## EXERCISES
(a) List the aspects of teaching that, according to the press release, the book The Courage to Teach is about.
(b) In the press release, how many residency program directors received the 2005 Parker J. Palmer Courage to Teach award?

CHICAGO, Oct. 12, 2004 – Ten residency program directors have been honored with the ACGME’s 2005 Parker J. Palmer Courage to Teach award. The annual award honors residency program directors for their dedication to teaching physicians in training.
“Good patient care depends on the whole doctor showing up, not just the intellect,” said David C. Leach, MD, executive director of the ACGME. “These program directors are being celebrated because they have systematically promoted the formation of resident physicians in ways that foster humanism as well as exceptional competence.”
The award is named after Parker J. Palmer, PhD, a noted sociologist and educator who wrote The Courage to Teach, a book about the spiritual, emotional and intellectual aspects of teaching. Dr. Palmer also developed a teacher education program that has served as a model for teachers of physicians.

## DATASET
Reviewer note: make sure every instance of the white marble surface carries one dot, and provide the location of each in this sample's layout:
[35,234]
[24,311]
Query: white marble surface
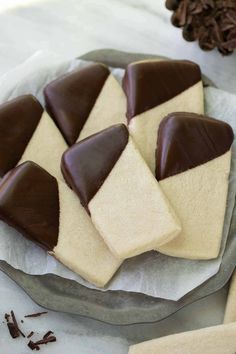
[70,28]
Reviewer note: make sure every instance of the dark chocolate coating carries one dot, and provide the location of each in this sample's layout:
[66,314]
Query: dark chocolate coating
[70,99]
[86,165]
[18,121]
[148,84]
[187,140]
[29,202]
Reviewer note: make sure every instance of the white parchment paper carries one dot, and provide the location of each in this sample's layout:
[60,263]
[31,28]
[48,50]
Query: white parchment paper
[151,273]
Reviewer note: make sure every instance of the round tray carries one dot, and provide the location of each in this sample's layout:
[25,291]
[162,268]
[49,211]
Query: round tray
[117,307]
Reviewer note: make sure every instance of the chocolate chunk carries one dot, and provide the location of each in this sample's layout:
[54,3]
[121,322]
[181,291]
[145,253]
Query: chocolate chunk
[30,334]
[18,121]
[29,202]
[186,140]
[70,99]
[47,338]
[12,325]
[151,83]
[86,165]
[36,314]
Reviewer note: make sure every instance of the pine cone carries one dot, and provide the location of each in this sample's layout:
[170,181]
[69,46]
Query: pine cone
[211,22]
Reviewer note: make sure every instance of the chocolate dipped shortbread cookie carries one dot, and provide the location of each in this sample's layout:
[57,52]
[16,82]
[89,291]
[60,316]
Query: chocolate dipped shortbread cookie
[193,164]
[155,89]
[48,212]
[120,193]
[28,133]
[85,101]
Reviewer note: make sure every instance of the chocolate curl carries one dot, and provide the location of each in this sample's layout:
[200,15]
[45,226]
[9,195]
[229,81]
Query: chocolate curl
[211,22]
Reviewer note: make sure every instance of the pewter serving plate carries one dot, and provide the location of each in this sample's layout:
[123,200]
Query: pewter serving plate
[117,307]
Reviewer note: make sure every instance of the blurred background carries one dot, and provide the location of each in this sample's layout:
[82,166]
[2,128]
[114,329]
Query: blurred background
[72,27]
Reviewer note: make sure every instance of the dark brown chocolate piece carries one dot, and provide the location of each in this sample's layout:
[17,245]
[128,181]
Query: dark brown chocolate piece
[18,121]
[212,23]
[86,165]
[148,84]
[12,325]
[47,338]
[70,99]
[29,202]
[187,140]
[30,334]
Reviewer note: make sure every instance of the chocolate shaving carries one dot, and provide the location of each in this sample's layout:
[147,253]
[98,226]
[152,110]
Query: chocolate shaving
[12,325]
[48,334]
[47,338]
[211,22]
[33,346]
[36,314]
[16,324]
[30,334]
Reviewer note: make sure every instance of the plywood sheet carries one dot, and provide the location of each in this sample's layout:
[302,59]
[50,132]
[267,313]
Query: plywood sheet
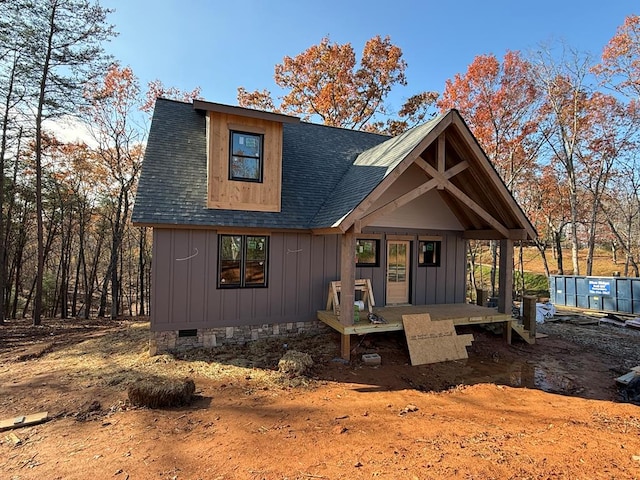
[433,341]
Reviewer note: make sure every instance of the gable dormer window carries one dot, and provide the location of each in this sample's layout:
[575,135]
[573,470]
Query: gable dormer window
[245,159]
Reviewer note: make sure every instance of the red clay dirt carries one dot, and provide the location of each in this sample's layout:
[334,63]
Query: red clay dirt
[545,411]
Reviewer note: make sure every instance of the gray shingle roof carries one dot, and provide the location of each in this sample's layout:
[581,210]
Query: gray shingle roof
[367,171]
[317,160]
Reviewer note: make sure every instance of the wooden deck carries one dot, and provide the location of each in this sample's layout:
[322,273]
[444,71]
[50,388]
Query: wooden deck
[459,313]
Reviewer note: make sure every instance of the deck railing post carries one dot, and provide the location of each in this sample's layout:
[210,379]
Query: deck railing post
[505,299]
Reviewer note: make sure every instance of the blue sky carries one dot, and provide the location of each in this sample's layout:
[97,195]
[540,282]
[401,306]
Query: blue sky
[220,45]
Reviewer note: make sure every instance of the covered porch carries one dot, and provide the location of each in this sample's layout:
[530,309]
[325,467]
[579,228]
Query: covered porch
[458,313]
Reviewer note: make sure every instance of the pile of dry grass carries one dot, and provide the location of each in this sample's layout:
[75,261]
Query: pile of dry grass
[295,363]
[159,393]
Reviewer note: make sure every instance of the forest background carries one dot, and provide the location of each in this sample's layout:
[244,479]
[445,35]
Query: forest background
[559,125]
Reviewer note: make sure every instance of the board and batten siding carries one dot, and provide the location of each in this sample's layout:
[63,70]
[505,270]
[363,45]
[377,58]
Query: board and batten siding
[184,281]
[301,265]
[429,285]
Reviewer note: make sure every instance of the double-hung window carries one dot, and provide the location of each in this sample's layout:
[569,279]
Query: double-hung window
[245,159]
[367,253]
[429,253]
[242,261]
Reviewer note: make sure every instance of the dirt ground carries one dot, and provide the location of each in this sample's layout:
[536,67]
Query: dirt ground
[546,411]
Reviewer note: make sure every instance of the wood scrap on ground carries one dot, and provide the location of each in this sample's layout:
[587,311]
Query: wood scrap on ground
[433,342]
[23,420]
[634,323]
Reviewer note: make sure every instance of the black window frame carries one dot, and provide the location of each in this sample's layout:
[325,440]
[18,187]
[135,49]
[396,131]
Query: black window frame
[243,262]
[260,158]
[438,253]
[376,262]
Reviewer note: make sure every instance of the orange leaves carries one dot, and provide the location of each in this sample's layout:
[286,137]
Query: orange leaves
[156,89]
[620,64]
[326,81]
[258,99]
[499,101]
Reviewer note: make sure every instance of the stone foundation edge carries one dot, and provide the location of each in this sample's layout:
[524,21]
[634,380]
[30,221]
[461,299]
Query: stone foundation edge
[168,340]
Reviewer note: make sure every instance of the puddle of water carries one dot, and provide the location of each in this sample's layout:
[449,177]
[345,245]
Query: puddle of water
[548,376]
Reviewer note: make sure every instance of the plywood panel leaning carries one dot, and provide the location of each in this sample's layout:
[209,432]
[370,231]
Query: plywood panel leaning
[433,342]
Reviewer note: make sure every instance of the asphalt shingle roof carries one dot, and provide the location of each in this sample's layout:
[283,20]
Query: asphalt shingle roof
[324,173]
[367,171]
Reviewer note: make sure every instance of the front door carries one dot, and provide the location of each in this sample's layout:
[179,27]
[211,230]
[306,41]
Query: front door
[397,272]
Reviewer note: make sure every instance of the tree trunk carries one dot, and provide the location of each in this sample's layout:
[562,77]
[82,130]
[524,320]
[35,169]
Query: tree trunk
[44,77]
[141,269]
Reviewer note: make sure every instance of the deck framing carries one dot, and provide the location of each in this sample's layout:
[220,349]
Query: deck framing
[458,313]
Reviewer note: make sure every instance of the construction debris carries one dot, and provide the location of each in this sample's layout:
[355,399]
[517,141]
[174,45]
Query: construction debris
[23,420]
[433,341]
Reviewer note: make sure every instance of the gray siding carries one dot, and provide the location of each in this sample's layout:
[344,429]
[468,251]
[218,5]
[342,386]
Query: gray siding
[184,280]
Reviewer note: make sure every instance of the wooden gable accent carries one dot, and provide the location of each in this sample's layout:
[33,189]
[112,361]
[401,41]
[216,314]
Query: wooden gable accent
[224,193]
[450,162]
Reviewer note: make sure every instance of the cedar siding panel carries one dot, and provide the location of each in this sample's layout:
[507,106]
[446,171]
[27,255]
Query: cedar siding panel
[229,194]
[185,294]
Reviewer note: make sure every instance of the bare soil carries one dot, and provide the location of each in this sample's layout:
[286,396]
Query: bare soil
[546,411]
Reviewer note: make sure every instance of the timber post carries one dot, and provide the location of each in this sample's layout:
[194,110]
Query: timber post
[347,287]
[505,284]
[529,314]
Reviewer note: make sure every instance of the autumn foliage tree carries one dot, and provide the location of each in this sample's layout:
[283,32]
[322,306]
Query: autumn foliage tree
[499,101]
[326,82]
[620,65]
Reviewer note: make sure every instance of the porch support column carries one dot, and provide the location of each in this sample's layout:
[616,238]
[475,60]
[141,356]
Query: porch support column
[505,284]
[347,287]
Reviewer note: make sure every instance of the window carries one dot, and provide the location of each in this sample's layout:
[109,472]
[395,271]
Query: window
[367,253]
[245,160]
[242,261]
[429,253]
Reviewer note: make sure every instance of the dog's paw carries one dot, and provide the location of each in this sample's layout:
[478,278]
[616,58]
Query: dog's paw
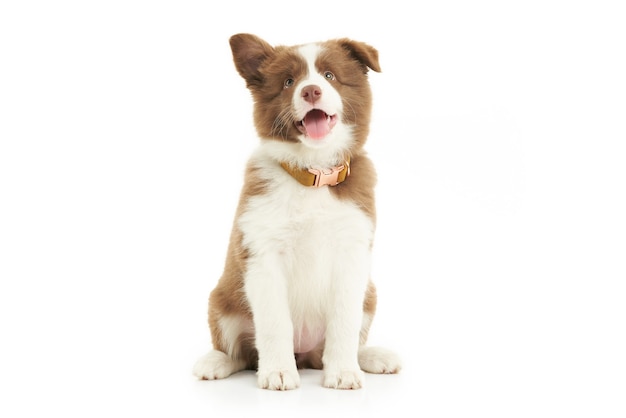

## SOLUTIONS TO THE EXERCISE
(a) spiritual, emotional, intellectual

(b) Ten